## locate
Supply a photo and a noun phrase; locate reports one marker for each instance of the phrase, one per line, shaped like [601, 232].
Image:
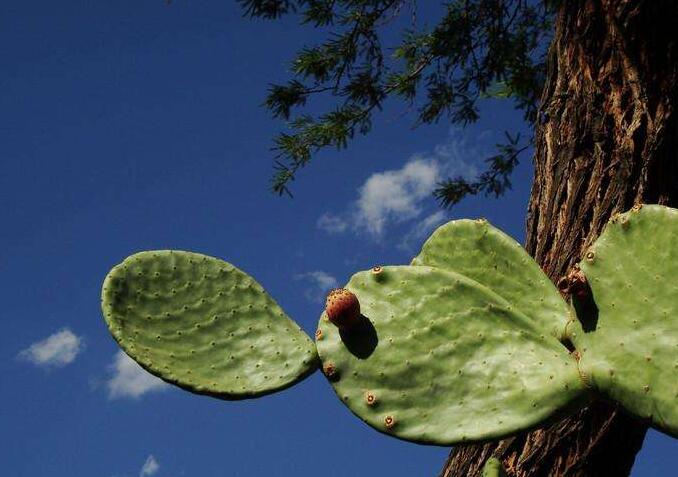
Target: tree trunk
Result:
[607, 139]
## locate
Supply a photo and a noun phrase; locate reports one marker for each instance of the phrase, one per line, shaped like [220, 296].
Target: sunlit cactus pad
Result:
[630, 350]
[202, 324]
[441, 359]
[478, 250]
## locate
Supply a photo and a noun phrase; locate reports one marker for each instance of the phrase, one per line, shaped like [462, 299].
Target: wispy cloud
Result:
[395, 195]
[128, 379]
[404, 195]
[319, 284]
[422, 229]
[150, 467]
[56, 350]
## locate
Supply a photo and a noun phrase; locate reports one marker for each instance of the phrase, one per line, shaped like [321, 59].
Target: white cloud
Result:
[402, 195]
[128, 379]
[422, 229]
[56, 350]
[320, 283]
[395, 195]
[150, 467]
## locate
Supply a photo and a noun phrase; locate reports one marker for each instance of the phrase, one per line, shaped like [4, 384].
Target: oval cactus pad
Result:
[476, 249]
[204, 325]
[439, 358]
[630, 348]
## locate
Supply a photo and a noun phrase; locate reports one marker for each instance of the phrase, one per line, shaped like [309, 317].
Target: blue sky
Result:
[134, 125]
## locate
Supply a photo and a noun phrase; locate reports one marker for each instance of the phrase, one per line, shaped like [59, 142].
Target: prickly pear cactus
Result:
[478, 250]
[629, 348]
[440, 358]
[204, 325]
[493, 468]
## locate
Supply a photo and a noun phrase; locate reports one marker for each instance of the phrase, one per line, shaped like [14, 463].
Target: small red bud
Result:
[342, 308]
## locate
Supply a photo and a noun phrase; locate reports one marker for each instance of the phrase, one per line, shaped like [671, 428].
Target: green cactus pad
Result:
[630, 349]
[440, 359]
[204, 325]
[493, 468]
[478, 250]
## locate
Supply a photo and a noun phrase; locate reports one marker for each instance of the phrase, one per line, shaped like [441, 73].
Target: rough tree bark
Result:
[607, 140]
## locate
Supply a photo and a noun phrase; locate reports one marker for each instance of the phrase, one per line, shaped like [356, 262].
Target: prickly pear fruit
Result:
[342, 308]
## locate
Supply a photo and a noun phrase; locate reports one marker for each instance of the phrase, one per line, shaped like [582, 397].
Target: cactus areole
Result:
[342, 308]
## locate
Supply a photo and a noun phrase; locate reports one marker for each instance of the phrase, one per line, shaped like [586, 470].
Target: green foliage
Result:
[481, 252]
[446, 358]
[202, 324]
[468, 343]
[629, 339]
[493, 468]
[478, 49]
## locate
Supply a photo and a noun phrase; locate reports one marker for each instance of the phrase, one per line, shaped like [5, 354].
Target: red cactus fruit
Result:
[342, 308]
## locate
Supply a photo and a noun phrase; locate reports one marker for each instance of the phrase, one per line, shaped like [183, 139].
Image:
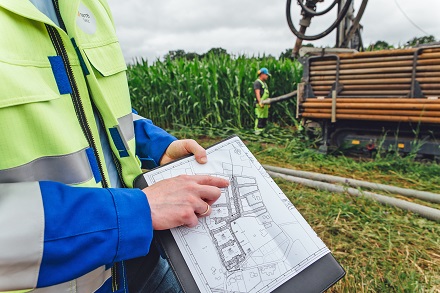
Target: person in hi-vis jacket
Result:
[70, 149]
[261, 93]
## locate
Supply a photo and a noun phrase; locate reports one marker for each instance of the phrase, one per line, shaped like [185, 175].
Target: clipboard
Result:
[316, 277]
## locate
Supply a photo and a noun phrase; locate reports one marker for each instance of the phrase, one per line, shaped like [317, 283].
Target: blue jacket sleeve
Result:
[86, 228]
[151, 142]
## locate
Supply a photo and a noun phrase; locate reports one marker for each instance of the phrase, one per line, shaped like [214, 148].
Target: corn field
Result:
[215, 91]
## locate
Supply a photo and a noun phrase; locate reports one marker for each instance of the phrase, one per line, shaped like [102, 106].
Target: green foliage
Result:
[382, 248]
[216, 91]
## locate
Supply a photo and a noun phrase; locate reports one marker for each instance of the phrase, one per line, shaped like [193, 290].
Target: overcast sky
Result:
[151, 28]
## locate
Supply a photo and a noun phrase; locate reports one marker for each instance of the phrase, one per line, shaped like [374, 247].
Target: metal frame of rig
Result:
[388, 99]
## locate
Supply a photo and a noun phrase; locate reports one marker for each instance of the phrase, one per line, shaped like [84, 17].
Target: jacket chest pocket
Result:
[35, 117]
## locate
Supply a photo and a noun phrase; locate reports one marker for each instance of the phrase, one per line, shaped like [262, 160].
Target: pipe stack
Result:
[376, 86]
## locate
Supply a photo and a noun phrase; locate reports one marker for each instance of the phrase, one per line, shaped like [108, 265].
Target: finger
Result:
[210, 180]
[192, 221]
[204, 210]
[192, 147]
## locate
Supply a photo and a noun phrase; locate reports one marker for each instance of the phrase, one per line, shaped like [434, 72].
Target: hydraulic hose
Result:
[355, 25]
[424, 211]
[423, 195]
[302, 36]
[315, 13]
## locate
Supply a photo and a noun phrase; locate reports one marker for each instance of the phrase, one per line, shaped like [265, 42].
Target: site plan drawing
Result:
[255, 239]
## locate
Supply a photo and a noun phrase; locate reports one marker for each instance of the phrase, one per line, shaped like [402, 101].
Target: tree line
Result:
[379, 45]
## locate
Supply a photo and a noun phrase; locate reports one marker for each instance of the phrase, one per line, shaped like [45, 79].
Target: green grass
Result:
[382, 248]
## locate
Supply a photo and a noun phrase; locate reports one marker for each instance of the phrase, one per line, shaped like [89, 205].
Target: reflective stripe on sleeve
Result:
[68, 169]
[22, 235]
[136, 117]
[126, 127]
[85, 284]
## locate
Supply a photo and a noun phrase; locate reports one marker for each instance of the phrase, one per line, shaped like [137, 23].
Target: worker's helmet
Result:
[263, 70]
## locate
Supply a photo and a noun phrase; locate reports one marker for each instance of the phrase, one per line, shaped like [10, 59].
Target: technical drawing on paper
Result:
[255, 239]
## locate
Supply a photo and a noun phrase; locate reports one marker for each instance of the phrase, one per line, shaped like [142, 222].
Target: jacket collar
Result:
[26, 9]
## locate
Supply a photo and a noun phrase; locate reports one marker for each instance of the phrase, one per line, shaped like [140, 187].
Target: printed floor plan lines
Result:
[255, 239]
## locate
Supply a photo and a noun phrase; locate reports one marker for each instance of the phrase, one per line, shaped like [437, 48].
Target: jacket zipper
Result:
[76, 99]
[79, 109]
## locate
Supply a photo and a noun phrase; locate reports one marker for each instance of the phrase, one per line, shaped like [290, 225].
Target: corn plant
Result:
[215, 91]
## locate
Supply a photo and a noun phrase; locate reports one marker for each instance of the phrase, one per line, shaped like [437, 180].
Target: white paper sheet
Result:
[255, 239]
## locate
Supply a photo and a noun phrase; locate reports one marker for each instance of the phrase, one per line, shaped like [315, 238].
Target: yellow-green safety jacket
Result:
[262, 112]
[63, 228]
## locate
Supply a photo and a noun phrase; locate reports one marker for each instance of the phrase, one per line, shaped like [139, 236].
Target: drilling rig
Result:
[387, 99]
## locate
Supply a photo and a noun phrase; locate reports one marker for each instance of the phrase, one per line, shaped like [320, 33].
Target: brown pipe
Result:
[417, 113]
[375, 106]
[364, 71]
[374, 118]
[380, 59]
[376, 64]
[404, 87]
[362, 76]
[365, 93]
[407, 81]
[374, 100]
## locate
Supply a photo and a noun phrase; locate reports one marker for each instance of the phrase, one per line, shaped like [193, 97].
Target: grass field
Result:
[382, 248]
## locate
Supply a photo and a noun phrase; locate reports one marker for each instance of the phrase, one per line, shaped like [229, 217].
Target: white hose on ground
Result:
[424, 211]
[424, 195]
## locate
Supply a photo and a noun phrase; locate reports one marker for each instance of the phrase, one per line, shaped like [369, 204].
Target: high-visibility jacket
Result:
[62, 225]
[262, 112]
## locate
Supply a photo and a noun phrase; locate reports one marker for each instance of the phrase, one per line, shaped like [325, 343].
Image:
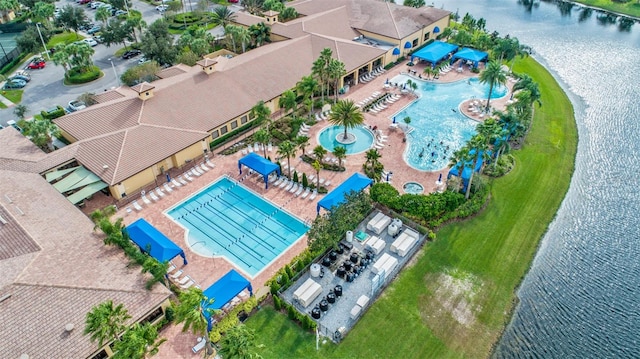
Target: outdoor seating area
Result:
[340, 286]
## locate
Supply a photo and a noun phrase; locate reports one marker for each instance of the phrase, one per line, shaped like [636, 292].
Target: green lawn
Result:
[14, 96]
[65, 37]
[631, 7]
[473, 266]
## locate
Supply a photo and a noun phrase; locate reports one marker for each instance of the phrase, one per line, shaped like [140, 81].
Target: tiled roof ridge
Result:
[393, 19]
[98, 289]
[173, 128]
[120, 153]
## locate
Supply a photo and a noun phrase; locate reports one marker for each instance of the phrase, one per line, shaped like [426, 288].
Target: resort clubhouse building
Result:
[55, 266]
[133, 135]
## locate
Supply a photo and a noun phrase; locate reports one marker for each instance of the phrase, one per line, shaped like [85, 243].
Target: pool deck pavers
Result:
[205, 271]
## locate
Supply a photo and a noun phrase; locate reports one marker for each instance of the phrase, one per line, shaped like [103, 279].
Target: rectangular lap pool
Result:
[227, 219]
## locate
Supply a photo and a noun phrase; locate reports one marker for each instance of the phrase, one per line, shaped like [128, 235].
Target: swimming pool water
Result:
[327, 138]
[439, 129]
[227, 219]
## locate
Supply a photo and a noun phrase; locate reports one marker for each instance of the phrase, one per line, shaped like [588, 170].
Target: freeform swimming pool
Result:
[364, 139]
[227, 219]
[439, 129]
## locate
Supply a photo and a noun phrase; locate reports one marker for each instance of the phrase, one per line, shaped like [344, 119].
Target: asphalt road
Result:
[46, 88]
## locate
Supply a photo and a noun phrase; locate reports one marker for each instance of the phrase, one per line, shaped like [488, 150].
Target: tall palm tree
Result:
[345, 113]
[222, 16]
[238, 343]
[340, 152]
[479, 145]
[317, 166]
[336, 71]
[492, 75]
[306, 87]
[319, 152]
[262, 136]
[288, 101]
[192, 312]
[288, 149]
[103, 14]
[302, 142]
[105, 322]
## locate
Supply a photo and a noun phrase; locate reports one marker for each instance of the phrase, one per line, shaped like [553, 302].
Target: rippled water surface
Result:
[581, 298]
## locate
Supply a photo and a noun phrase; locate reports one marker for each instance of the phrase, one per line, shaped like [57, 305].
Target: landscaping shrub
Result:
[75, 76]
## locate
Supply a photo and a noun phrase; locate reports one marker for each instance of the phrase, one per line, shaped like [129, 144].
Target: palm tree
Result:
[103, 14]
[346, 113]
[288, 101]
[222, 16]
[319, 152]
[479, 145]
[137, 342]
[340, 152]
[302, 142]
[317, 166]
[262, 136]
[192, 312]
[243, 36]
[306, 87]
[238, 343]
[104, 322]
[288, 149]
[261, 113]
[492, 75]
[336, 70]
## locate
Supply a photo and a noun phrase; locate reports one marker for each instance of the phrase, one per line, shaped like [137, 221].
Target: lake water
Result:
[581, 298]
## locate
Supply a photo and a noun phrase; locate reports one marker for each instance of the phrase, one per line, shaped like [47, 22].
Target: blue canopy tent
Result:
[356, 182]
[152, 241]
[472, 55]
[260, 165]
[224, 290]
[435, 52]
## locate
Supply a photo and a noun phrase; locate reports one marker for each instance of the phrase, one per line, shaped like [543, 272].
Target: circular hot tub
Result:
[413, 188]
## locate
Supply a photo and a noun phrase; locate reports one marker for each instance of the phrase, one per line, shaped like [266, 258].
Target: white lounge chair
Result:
[305, 193]
[137, 206]
[184, 280]
[144, 198]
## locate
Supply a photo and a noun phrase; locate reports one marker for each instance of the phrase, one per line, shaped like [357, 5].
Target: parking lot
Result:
[46, 88]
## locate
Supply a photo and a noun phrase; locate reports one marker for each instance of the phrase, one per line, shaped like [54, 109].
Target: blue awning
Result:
[470, 55]
[356, 183]
[435, 52]
[227, 287]
[260, 165]
[152, 241]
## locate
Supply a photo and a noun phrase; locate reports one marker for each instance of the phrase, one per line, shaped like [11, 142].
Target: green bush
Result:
[76, 76]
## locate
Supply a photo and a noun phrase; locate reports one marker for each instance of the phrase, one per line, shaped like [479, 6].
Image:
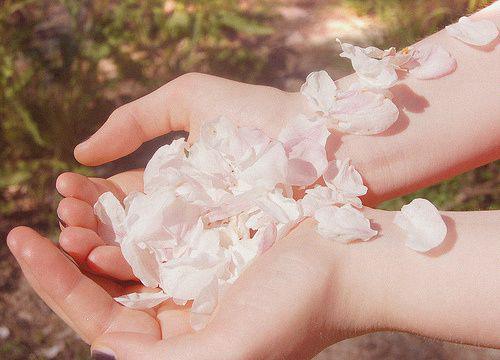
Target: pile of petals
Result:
[210, 208]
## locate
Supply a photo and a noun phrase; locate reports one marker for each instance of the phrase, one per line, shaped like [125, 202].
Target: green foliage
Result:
[66, 64]
[407, 21]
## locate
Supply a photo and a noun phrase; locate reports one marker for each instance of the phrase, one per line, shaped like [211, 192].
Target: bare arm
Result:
[451, 293]
[447, 126]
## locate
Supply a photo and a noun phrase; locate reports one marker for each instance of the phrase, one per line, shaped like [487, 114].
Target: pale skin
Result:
[305, 293]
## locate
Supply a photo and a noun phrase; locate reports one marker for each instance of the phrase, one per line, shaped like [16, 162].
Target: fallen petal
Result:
[343, 224]
[431, 62]
[142, 301]
[423, 225]
[320, 90]
[474, 32]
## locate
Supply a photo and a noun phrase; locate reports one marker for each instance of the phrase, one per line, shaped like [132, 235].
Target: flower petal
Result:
[170, 155]
[364, 113]
[373, 73]
[343, 224]
[320, 90]
[111, 217]
[424, 226]
[142, 301]
[204, 305]
[479, 32]
[431, 62]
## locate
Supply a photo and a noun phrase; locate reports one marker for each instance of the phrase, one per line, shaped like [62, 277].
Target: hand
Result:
[184, 104]
[293, 301]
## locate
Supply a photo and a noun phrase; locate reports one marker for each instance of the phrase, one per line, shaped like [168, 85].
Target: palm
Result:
[268, 293]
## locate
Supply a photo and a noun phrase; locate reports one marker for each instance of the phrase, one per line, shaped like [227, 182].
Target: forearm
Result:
[450, 293]
[446, 126]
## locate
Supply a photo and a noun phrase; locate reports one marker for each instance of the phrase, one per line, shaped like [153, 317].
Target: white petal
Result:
[142, 301]
[185, 278]
[142, 261]
[342, 176]
[171, 155]
[424, 226]
[343, 224]
[111, 215]
[479, 32]
[374, 73]
[364, 113]
[320, 90]
[282, 209]
[204, 305]
[304, 140]
[432, 62]
[304, 128]
[269, 170]
[318, 197]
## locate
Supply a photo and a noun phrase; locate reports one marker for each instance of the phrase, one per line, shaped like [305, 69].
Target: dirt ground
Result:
[305, 42]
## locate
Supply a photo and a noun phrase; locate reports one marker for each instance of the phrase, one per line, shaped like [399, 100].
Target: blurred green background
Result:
[66, 64]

***

* _Exercise aim_: Which lines in the items above contain the word "blue"? Pick out each one and copy it in full.

* _Complete answer_:
Target: blue sky
Target: blue jacket sleeve
Target: blue canopy tent
Target: blue awning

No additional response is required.